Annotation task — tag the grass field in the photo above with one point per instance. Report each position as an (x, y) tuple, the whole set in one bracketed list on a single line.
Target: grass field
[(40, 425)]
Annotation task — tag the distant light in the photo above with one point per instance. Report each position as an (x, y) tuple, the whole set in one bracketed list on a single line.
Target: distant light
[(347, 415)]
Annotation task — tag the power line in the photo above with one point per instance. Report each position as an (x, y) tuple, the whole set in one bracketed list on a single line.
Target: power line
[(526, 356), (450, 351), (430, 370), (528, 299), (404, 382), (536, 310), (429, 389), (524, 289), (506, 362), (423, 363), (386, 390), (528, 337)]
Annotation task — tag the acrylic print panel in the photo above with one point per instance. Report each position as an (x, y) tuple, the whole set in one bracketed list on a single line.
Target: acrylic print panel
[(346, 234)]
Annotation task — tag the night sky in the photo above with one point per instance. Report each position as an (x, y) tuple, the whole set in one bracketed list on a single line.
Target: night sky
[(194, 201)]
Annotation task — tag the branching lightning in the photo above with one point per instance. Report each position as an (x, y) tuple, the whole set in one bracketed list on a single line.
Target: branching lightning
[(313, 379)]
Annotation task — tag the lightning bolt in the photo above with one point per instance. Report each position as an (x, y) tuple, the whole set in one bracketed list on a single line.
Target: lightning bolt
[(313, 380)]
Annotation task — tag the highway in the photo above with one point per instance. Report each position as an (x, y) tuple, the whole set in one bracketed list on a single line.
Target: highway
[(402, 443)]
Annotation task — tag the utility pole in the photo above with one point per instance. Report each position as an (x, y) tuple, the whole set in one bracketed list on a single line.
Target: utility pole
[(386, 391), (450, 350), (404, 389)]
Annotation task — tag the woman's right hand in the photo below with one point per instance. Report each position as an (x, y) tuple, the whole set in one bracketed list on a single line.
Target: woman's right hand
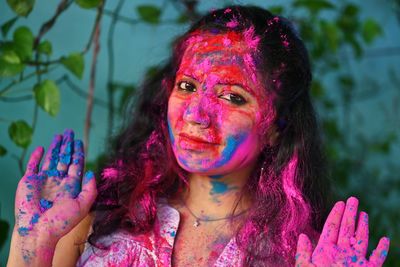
[(51, 200)]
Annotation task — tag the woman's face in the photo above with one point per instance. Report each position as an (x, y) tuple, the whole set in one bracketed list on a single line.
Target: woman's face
[(217, 105)]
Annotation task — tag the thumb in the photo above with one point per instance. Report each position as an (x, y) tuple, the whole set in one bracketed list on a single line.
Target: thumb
[(88, 193), (304, 251)]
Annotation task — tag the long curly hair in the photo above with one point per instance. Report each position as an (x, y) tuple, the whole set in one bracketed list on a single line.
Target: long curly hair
[(289, 185)]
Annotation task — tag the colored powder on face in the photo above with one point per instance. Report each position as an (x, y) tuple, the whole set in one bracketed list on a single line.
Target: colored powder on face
[(354, 258), (35, 218), (171, 135), (232, 24), (23, 231), (218, 187), (45, 204), (232, 144), (88, 176)]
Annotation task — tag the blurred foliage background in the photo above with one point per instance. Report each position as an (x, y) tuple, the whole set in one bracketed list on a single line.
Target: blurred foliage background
[(75, 63)]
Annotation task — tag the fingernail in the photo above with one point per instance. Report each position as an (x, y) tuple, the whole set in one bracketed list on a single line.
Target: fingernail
[(89, 175)]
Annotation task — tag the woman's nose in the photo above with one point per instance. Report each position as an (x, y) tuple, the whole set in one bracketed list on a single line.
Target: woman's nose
[(196, 112)]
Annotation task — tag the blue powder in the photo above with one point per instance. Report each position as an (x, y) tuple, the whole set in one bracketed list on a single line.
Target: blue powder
[(171, 135), (54, 158), (88, 176), (218, 187), (217, 176), (35, 218), (353, 258), (73, 189), (232, 144), (53, 173), (45, 204), (78, 145)]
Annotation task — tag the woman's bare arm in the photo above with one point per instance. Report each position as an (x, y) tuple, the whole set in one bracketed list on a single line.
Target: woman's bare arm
[(71, 246)]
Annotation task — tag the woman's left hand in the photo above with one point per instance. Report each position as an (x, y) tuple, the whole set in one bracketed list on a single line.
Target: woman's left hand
[(341, 243)]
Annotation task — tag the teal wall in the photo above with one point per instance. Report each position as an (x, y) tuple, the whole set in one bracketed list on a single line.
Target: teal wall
[(140, 46)]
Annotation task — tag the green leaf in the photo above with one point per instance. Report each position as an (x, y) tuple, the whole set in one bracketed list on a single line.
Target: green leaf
[(21, 7), (45, 47), (317, 89), (149, 13), (276, 9), (314, 5), (370, 30), (5, 28), (23, 42), (47, 96), (75, 64), (3, 151), (10, 64), (332, 35), (88, 3), (20, 133)]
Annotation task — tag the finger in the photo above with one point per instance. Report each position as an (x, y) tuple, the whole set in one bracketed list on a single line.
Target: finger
[(379, 254), (71, 186), (78, 160), (34, 160), (304, 251), (28, 193), (51, 158), (330, 231), (361, 239), (65, 152), (348, 223), (88, 193)]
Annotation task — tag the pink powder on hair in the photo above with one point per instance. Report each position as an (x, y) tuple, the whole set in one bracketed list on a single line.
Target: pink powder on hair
[(228, 10), (298, 209), (232, 24), (251, 39), (110, 173)]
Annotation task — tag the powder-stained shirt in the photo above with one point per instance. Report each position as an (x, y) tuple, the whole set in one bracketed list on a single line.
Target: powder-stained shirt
[(151, 249)]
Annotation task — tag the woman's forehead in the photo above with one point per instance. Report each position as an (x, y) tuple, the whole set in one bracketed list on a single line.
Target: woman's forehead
[(208, 42), (210, 52)]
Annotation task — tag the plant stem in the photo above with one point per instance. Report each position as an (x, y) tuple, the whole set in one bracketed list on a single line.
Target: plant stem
[(96, 49)]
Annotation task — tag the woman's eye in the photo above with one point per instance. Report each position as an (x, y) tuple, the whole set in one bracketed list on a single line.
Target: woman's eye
[(186, 86), (235, 99)]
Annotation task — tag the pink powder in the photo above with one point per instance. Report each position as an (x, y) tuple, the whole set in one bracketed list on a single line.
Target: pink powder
[(232, 24), (251, 40), (228, 10)]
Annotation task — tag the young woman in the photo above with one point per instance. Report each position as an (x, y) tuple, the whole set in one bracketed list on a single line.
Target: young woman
[(220, 165)]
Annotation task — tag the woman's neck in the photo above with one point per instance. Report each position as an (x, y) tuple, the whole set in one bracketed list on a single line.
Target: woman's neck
[(215, 197)]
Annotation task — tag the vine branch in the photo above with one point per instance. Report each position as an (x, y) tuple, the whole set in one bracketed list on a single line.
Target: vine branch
[(90, 97)]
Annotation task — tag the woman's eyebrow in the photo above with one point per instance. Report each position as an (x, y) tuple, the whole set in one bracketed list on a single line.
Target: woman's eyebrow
[(238, 84)]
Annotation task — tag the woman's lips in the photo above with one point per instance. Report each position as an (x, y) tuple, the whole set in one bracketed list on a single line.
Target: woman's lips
[(195, 143)]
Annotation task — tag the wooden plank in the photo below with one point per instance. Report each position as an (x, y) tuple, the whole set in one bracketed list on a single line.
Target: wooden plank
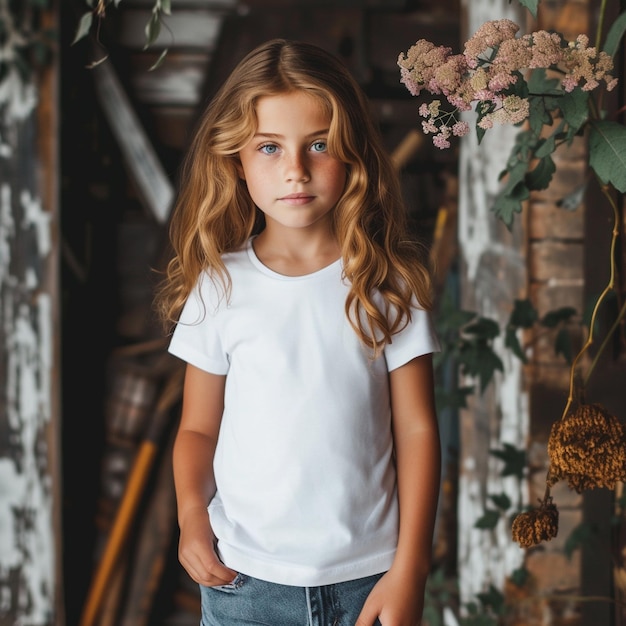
[(556, 262), (182, 29), (153, 185), (179, 81)]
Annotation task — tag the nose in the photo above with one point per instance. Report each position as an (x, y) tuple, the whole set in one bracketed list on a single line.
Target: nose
[(296, 169)]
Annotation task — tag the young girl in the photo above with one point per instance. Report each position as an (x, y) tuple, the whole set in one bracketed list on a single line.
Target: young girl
[(307, 459)]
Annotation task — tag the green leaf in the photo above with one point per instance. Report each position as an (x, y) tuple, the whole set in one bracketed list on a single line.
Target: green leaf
[(159, 61), (545, 146), (84, 26), (489, 520), (479, 359), (152, 30), (614, 36), (483, 328), (607, 153), (520, 576), (509, 202)]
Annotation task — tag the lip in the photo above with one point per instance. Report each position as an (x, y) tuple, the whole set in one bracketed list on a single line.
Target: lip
[(297, 198)]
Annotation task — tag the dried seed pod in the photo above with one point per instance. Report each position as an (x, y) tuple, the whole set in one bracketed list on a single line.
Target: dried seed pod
[(587, 447), (532, 527)]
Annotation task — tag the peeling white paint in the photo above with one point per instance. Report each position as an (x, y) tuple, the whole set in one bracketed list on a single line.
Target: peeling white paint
[(493, 275), (27, 541)]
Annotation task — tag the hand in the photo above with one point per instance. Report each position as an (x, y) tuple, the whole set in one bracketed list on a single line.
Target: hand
[(196, 551), (396, 600)]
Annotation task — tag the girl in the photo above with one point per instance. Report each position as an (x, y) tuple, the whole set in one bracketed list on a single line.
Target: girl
[(308, 427)]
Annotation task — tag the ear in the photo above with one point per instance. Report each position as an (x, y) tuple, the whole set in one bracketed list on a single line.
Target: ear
[(240, 169)]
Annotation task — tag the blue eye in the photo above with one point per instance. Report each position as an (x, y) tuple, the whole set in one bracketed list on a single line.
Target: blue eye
[(268, 148)]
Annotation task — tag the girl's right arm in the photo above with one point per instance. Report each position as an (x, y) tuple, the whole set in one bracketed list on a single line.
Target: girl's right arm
[(194, 449)]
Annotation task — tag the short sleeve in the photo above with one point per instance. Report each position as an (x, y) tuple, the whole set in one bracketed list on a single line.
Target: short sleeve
[(196, 338), (416, 339)]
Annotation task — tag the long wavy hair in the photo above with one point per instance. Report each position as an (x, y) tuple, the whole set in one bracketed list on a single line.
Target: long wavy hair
[(214, 213)]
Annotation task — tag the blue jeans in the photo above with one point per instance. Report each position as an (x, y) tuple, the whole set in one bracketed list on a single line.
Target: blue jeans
[(248, 601)]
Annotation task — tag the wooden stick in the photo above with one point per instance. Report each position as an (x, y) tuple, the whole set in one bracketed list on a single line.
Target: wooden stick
[(132, 495)]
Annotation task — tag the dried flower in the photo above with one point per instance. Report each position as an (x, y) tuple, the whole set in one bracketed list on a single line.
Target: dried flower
[(490, 74), (532, 527), (587, 447)]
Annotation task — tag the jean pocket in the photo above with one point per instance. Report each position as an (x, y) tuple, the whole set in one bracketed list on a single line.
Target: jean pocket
[(235, 584)]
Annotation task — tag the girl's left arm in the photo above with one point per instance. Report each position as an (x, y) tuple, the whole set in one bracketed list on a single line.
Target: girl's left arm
[(398, 598)]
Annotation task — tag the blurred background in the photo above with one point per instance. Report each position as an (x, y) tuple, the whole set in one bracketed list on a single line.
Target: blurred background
[(90, 146)]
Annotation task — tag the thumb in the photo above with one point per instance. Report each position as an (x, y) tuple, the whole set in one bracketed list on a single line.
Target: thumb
[(367, 617)]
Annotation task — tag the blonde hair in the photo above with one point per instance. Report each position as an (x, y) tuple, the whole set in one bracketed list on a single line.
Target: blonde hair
[(214, 213)]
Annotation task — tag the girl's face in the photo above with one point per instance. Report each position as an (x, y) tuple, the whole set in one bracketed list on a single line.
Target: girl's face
[(288, 171)]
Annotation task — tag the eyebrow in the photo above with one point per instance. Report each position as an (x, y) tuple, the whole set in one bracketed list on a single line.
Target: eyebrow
[(317, 133)]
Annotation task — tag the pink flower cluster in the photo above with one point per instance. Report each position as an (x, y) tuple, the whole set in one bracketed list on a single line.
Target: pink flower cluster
[(489, 72)]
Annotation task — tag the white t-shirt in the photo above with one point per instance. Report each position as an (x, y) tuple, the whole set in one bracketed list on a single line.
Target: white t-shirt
[(306, 484)]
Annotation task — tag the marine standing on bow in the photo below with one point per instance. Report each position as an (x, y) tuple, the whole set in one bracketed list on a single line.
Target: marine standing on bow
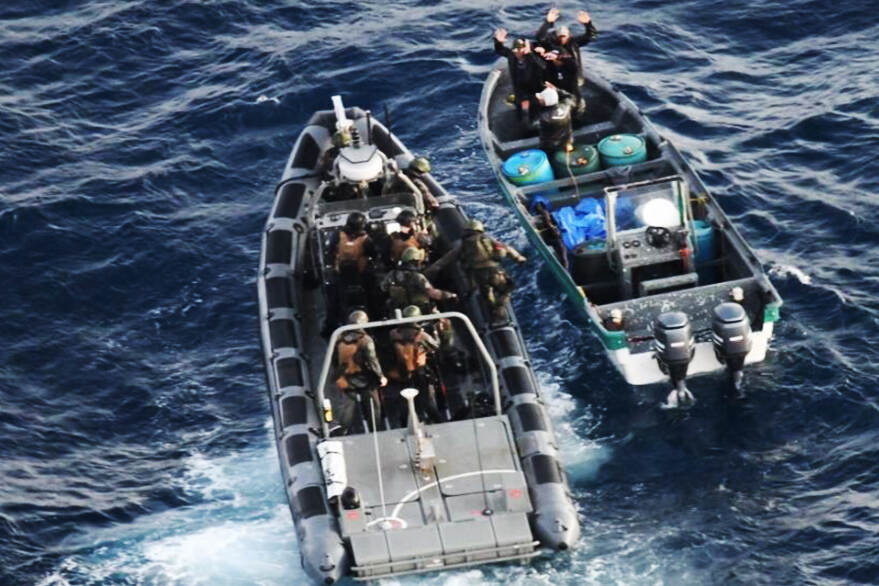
[(407, 235), (405, 285), (352, 250), (413, 349), (358, 375)]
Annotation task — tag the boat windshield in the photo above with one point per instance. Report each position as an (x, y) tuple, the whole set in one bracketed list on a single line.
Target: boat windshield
[(635, 206)]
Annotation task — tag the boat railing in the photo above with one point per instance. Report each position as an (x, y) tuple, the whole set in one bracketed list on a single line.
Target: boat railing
[(331, 344), (365, 204)]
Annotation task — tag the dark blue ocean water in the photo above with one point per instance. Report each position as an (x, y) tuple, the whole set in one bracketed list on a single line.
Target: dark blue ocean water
[(141, 144)]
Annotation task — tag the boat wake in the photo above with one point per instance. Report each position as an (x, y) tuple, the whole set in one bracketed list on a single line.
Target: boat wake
[(238, 532)]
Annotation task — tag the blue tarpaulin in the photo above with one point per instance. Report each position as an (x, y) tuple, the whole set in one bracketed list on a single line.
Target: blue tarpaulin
[(582, 222)]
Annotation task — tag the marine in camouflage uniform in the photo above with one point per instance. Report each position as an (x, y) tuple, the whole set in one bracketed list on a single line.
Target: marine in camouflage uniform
[(358, 374), (480, 257), (413, 348), (407, 236), (405, 285)]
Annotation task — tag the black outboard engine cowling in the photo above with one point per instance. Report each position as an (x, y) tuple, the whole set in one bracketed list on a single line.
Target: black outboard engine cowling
[(674, 346), (732, 339)]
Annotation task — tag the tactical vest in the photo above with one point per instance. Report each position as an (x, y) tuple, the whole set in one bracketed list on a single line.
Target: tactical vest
[(347, 349), (352, 250), (411, 353), (407, 287), (478, 252), (398, 244)]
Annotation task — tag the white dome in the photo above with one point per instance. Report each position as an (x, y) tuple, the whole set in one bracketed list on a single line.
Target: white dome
[(658, 212), (363, 163)]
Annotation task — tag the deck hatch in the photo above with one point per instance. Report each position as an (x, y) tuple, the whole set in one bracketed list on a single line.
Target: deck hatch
[(546, 469), (531, 418), (293, 411), (298, 449), (278, 292), (290, 200), (282, 333), (517, 380), (289, 373), (279, 247), (505, 343), (311, 501)]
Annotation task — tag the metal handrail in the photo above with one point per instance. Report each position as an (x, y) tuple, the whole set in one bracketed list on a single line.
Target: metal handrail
[(331, 348)]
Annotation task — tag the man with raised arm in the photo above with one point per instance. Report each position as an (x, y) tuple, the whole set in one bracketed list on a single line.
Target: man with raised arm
[(526, 71)]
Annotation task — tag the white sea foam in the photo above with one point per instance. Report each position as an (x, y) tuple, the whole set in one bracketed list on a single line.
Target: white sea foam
[(240, 533), (792, 271)]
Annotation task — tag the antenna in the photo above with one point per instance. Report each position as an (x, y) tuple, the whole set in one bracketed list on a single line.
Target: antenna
[(342, 121), (414, 424), (425, 454), (378, 462), (388, 119)]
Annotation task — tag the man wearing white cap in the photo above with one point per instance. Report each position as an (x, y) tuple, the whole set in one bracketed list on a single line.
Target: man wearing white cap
[(555, 119)]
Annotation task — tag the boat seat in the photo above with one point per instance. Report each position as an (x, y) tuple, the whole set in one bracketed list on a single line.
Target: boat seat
[(666, 284)]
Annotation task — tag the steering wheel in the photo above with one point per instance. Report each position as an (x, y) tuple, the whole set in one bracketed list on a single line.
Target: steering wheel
[(658, 236)]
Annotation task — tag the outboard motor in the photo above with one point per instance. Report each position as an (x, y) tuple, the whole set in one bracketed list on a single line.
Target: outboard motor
[(674, 347), (732, 340)]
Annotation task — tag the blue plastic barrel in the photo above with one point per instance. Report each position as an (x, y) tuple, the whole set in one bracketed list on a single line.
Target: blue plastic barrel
[(583, 159), (528, 167), (622, 149), (706, 250)]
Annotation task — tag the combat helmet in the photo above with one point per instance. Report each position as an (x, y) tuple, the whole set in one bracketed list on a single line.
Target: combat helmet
[(358, 317), (356, 223), (341, 138), (475, 226), (405, 218), (411, 311), (420, 164), (412, 254)]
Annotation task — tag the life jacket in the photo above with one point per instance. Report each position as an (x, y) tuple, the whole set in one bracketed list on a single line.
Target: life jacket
[(348, 353), (400, 241), (478, 252), (352, 250), (406, 287), (411, 352)]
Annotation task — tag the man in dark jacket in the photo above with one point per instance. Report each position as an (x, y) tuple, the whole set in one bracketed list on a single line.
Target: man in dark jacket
[(526, 70), (565, 50), (556, 131)]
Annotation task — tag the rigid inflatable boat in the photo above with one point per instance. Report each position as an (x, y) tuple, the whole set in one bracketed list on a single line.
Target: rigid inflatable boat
[(635, 239), (486, 485)]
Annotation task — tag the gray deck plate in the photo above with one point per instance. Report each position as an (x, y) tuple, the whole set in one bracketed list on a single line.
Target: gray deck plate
[(457, 455), (464, 533)]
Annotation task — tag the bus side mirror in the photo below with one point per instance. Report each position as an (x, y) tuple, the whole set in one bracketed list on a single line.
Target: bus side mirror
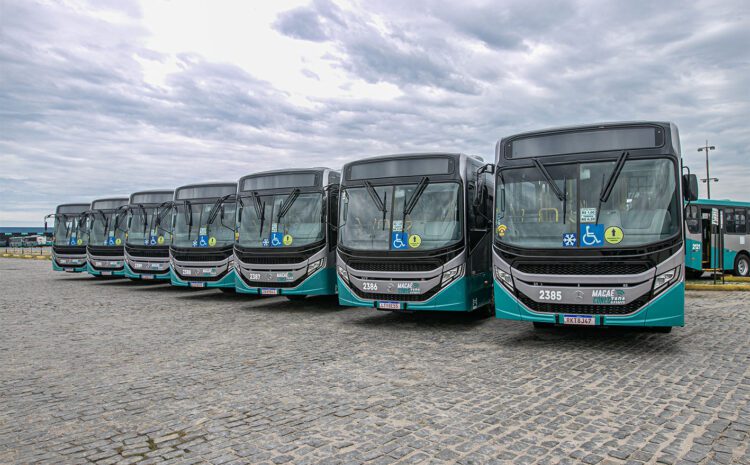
[(690, 187)]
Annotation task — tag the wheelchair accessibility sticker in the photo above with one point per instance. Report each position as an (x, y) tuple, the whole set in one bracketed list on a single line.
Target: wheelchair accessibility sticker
[(591, 235), (276, 239), (399, 241)]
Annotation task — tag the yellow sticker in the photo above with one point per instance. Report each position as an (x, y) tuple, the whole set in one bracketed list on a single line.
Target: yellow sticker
[(613, 235)]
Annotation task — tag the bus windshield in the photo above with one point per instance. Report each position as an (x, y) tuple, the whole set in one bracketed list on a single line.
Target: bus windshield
[(69, 230), (641, 207), (372, 217), (143, 228), (301, 224), (192, 227), (107, 227)]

────────────────

(What the exercise asks): Emit an exact copy of the lines from the line bearing "Target: gray deck plate" through the last line above, inclusive, and leave the images out.

(Exercise output):
Target: gray deck plate
[(457, 455), (464, 533)]
Annotation task — tag the bus side mirror in the photo below with one point per instance. Report each position as an (x, y) tuple, the whole set in one bracketed list on a single line.
Target: bus side mirror
[(690, 187)]
Annotation task — tag the wheelchair accessibility sticker in the photo above with one point per instance. Report each position as an (x, y) tuple, the whole set in one bracketed list on a single line.
Target: wheelchair accessibility sticker
[(591, 235), (276, 239), (399, 241)]
Annotation task — tag the yellow sticker in the photo above with one point per instance. Report each position as an (x, y) tuple, the whole set in one bracketed list on a single line.
Target: yellow sticker
[(613, 235)]
Annotation task — tag the bus windshield in the photo above with one point per instance. Report each position as an (x, y) tuple, the whole set in one bracketed list on a single line.
Target: bus windshield
[(69, 230), (641, 207), (372, 217), (143, 228), (301, 224), (192, 227), (107, 227)]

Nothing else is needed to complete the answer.